PROVIDED DATA:
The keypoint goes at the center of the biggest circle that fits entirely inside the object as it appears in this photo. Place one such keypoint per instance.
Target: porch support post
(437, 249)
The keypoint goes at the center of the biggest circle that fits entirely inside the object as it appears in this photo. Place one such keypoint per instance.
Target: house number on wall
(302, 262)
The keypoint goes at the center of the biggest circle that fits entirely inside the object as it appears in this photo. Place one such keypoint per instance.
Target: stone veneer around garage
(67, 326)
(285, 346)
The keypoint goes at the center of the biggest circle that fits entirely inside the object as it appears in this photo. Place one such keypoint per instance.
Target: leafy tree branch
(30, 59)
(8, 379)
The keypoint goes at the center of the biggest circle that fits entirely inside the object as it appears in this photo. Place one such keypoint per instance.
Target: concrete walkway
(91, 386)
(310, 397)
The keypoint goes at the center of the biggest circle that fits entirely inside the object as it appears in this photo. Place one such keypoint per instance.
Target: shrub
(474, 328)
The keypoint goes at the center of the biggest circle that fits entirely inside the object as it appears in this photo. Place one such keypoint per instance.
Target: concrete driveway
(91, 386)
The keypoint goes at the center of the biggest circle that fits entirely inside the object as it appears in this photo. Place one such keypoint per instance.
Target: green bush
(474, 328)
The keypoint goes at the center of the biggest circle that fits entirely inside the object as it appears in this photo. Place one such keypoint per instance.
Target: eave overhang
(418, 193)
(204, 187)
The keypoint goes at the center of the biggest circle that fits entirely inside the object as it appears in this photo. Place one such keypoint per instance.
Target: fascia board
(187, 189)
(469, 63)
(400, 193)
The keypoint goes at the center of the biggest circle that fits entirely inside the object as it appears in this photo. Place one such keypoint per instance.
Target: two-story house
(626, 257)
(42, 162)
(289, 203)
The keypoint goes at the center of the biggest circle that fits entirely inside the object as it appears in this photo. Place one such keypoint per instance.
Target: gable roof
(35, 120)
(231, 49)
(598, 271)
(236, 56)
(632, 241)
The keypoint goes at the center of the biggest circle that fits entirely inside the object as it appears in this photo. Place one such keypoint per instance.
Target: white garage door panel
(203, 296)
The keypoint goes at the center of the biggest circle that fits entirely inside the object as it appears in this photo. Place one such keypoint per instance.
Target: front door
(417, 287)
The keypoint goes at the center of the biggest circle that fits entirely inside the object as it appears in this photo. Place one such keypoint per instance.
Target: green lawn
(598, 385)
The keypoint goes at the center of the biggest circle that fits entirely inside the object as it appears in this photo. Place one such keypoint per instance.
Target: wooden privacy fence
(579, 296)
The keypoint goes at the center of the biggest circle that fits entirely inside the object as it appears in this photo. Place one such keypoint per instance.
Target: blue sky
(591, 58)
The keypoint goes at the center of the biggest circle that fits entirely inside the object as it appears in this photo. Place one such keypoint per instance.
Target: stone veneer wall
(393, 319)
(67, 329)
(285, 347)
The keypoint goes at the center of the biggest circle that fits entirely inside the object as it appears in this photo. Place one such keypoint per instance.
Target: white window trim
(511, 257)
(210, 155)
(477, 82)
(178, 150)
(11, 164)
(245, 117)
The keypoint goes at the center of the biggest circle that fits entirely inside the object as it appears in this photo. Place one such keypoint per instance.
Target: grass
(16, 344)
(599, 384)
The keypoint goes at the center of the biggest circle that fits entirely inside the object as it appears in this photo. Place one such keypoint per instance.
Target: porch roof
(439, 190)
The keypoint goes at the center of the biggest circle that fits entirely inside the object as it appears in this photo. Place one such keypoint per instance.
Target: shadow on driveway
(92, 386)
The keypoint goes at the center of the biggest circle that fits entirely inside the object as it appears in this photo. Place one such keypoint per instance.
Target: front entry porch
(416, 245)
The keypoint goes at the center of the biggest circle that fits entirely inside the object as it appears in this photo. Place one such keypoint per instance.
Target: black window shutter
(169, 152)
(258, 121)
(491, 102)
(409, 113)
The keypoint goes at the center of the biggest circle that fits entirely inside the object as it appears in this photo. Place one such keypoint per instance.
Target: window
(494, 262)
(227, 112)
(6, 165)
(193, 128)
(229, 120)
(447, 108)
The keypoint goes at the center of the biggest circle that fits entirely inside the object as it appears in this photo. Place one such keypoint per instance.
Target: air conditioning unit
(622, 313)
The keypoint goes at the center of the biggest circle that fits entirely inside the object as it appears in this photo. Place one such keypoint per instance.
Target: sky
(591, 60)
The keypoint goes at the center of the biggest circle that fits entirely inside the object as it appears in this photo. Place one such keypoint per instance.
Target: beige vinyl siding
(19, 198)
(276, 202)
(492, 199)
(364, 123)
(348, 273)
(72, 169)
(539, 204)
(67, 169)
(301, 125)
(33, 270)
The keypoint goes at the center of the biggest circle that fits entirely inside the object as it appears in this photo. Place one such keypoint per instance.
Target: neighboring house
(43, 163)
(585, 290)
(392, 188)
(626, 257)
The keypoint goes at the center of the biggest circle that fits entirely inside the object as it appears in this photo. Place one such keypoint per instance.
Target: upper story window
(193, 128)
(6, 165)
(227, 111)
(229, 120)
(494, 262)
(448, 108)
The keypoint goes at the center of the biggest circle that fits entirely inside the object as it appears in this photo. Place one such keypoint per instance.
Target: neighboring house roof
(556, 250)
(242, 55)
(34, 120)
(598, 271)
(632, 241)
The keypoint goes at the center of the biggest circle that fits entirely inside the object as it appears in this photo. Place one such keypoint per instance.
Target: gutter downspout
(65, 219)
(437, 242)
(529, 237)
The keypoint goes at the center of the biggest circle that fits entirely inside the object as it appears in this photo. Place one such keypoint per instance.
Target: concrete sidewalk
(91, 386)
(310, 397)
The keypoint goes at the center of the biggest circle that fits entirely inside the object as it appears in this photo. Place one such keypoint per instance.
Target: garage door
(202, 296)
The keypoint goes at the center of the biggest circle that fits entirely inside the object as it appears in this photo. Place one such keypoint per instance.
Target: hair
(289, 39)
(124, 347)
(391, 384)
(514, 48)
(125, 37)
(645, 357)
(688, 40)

AIM OF THE TASK:
Write out all the records above again, exactly as they stand.

TASK OUTPUT:
The keypoint goes at the center of the biggest circle that fits entirely inside the object as it appears in this photo. Place one such keypoint per instance.
Target: porch support post
(437, 249)
The keypoint goes at the center of the biggest circle that fits entirely inside the object as it appears in this photo. Place one such keypoint per instance.
Target: house number on wall
(302, 262)
The keypoint goes at the center of the biggest circle that fits entirely inside the object as it appears in this photo. Place one such keypoint per instance.
Target: stone veneer around garage
(67, 326)
(285, 346)
The keypoint goes at the center of the biggest circle that fits entirely inside the object as it appears in this photo. Place one such keypoint per instance.
Target: leafy tree branch
(30, 59)
(8, 379)
The keypoint goes at the center of the biggest circle that fits entirely inside the object as it appears in this photo. Place one such keypoint per instance.
Target: concrete walkway
(91, 386)
(310, 397)
The keypoint goes at the center of the biggest circle that fits entirely inside the object as it appears in this photo. Place one such keypoint per instance.
Target: shrub
(474, 328)
The keypoint goes at the center of the biggest circle that fits entirely inside the object as it appears in this photo. Place one such keypoint per instance.
Target: concrete driveway
(91, 386)
The keypoint goes at the center of the biggest circle that fits entirely inside the object as it appears in this photo. Place one such keypoint per instance.
Target: green bush
(474, 328)
The keypoint goes at the center of the biggest circle that fits entirely inside the object as it appears in this photo. Place one such keypoint per instance.
Target: eave overhang
(418, 193)
(204, 187)
The keypoint goes at the center of the biggest circle that fits entirely inside the object as it appears in this photo. Place one such keypoint per instance.
Target: fascia board
(187, 189)
(469, 63)
(400, 193)
The keypoint goes at the center of the biggest circle that fits entirely inside the object as it appears in this photo. Place one such keypoint per instance.
Target: two-story house
(626, 257)
(42, 162)
(289, 203)
The keypoint goes at the center of the biggest circle that fits entirely inside the object as it appears in this photo. Place one such keypoint per instance.
Target: gable roof
(35, 120)
(231, 49)
(598, 271)
(236, 56)
(632, 241)
The keypoint goes at the center of the biggest circle that fits entirely inside the object as it appears in this photo. Place one such keypoint per instance.
Target: white garage door panel
(203, 296)
The keypoint goes at the center of the biggest circle that fits entirely inside the object as it appears in this photo. Place one such keypoint per instance.
Target: front door
(417, 287)
The keypoint goes at the center of the biggest circle that fits entirely inside the object as it appears in this photo. Place one such keypoint per instance.
Target: green lawn
(598, 385)
The keypoint goes at the center of the biggest circle that fits entirely inside the object as it appears in this photo. Place one such keypoint per instance.
Target: wooden privacy fence
(579, 296)
The keypoint goes at the center of the biggest circle that fits entirely inside the object as it appears in this photo. Place one such keypoint per instance.
Target: blue sky
(591, 58)
The keypoint goes at the center of the biggest circle that fits entirely inside the object as it appears in this photo. Place one such keypoint per instance.
Target: stone veneer wall
(393, 319)
(67, 329)
(285, 347)
The keypoint goes at the center of the biggest circle that fits entirely inside the object as it appears in this photo. Place one such keypoint per instance.
Target: white window trim
(511, 257)
(210, 155)
(477, 82)
(178, 150)
(11, 164)
(245, 117)
The keypoint goes at the center of the biggest circle that fits entirely inside the object as it appears in this photo. Place one such keypoint per instance.
Target: grass
(16, 344)
(599, 384)
The keypoint goes at the center of the biggest circle that fits entirely inside the object as it appears in this photo. Place one such keypoint per instance.
Target: porch roof
(439, 190)
The keypoint goes at the center of the biggest circle that fits entirely inside the object as it appears in this photo. Place one such keypoint per instance.
Target: shadow on driveway
(92, 386)
The keypoint goes at the center of the biggest circle that fits entirely inside the object as it appears in this photo. Place one such keypoint per instance.
Target: front entry porch
(416, 245)
The keypoint goes at the center of the biggest circle that fits entirely inside the object as it appears in this photo. Place one such keypoint per instance.
Target: black window shutter
(169, 152)
(258, 121)
(491, 102)
(409, 113)
The keypoint goes at the center of the biggest circle that fits entirely inside the object as it appears in this photo. Place one such keypoint per instance.
Target: window
(494, 262)
(227, 112)
(6, 165)
(193, 128)
(229, 120)
(447, 108)
The keypoint goes at the center of the biggest circle that fits entirely inside the object as it appears in this photo. Place one such keypoint per instance.
Target: air conditioning unit
(622, 313)
The keypoint goes at the center of the biggest circle that fits entirely inside the object as it appears in this photo. Place one such keypoint per instance.
Target: sky
(591, 60)
The keypoint goes at the center of the biggest circle that fits entirely inside the object as it appears in this photo. Place one such keypoint per instance.
Target: beige vinyl siding
(19, 198)
(276, 202)
(492, 199)
(364, 123)
(348, 273)
(72, 169)
(539, 204)
(67, 169)
(301, 125)
(33, 270)
The keypoint goes at the center of the biggest circle that fits entirely inside the object as it appears in this photo. Place one such keypoint per instance.
Target: neighboring house
(43, 163)
(585, 290)
(392, 188)
(626, 257)
The keypoint goes at the center of the biggest circle that fits entirely inside the object as it appears in this photo. Place one such keypoint per instance.
Target: upper story window
(193, 128)
(6, 165)
(227, 111)
(229, 120)
(494, 262)
(448, 108)
The keypoint goes at the center of the biggest circle that fits entirely inside the object as it appears in this photo. Place one such keypoint per instance.
Target: neighboring house roof
(556, 250)
(242, 55)
(34, 120)
(598, 271)
(632, 241)
The keypoint goes at the center of the biggest circle that fits entirely inside the object as it appears in this photo. Place one such keypoint per instance.
Target: gutter downspout
(65, 219)
(437, 242)
(529, 237)
The keypoint goes at the center of the biggest circle that fits entirely inside the object as it appears in this photo. Place one such keypoint per instance.
Target: concrete sidewalk
(91, 386)
(310, 397)
The keypoint goes at the center of the biggest circle that fits entirely inside the object as it appears in this photo. Place one such keypoint per instance.
Target: garage door
(202, 296)
The keypoint goes at the center of the biggest circle that fits entirely inside the object as it appears in this photo. Place one such keypoint per instance.
Target: hair
(289, 39)
(124, 347)
(391, 384)
(514, 48)
(125, 37)
(645, 357)
(688, 40)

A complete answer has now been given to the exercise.